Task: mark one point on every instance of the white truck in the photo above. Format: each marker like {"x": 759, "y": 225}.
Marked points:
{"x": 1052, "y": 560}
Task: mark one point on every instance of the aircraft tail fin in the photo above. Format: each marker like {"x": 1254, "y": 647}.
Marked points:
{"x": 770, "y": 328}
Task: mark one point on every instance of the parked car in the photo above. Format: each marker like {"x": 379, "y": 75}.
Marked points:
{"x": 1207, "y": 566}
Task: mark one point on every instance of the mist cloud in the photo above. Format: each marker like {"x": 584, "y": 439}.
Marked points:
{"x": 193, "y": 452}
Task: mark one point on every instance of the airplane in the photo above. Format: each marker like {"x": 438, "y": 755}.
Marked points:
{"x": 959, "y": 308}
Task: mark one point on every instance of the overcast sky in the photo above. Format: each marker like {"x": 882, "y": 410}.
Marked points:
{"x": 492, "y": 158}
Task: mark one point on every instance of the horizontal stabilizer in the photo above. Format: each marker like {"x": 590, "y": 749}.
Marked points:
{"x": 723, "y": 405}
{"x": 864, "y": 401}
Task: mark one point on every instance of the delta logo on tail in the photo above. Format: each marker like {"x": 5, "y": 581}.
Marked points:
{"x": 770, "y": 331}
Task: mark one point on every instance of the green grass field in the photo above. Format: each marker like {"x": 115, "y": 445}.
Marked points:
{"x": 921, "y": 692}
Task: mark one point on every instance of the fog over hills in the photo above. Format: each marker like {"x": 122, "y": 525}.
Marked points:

WHAT NEEDS TO BE DONE >>
Reproduce the entries word for word, starting with the line that contains "Task: mark one point on every instance of the overcast" and continuing through the last line of the entries, with both of those lines included.

EXERCISE RESPONSE >>
Task: mark one point on every instance of the overcast sky in the photo above. Format: each marker like {"x": 882, "y": 410}.
Marked points:
{"x": 492, "y": 158}
Task: mark one point on every instance of the horizontal stabilizer in the photo above. Format: each marker like {"x": 590, "y": 749}.
Marked points:
{"x": 723, "y": 405}
{"x": 864, "y": 401}
Task: mark one point on every instance of the delta logo on tail in the photo above. Format: each marker like {"x": 5, "y": 581}.
Marked points:
{"x": 770, "y": 331}
Task: mark one point on every instance of the green grass field in the photo above. Format: each marker like {"x": 115, "y": 445}.
Marked points:
{"x": 921, "y": 692}
Task: mark one point on every instance of the fog over hills in the photo above. Format: each marker like {"x": 122, "y": 525}.
Marked points:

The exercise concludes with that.